======== DATASET RECORDS

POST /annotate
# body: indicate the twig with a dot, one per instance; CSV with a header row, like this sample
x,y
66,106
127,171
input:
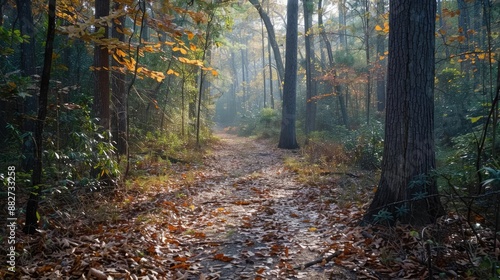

================

TASK:
Write the records out in full, word for word; leave every picture behind.

EXPECTED ANSWER:
POST /annotate
# body: indicate the twig with a dot, one per instance; CSV with a header row, like this sample
x,y
66,106
127,171
input:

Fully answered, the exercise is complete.